(PROBLEM DESCRIPTION) Check each line of the records below for the word "Answer" and copy those where it appears.
RECORDS SHOWN below:
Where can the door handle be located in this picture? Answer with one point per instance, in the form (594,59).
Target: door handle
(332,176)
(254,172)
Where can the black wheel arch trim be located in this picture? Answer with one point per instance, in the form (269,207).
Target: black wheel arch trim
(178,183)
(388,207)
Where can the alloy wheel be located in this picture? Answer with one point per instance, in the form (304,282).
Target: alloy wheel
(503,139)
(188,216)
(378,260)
End of RECORDS SHOWN.
(COMPLETED EXERCISE)
Where can the door handle be located in this picture? Answer with one point per instance, in the form (594,59).
Where can the black wheel arch trim be located in this picture? Answer with one point per instance, in the form (269,207).
Where can the alloy wheel be located in this picture? Answer with one point per instance, in the form (304,282).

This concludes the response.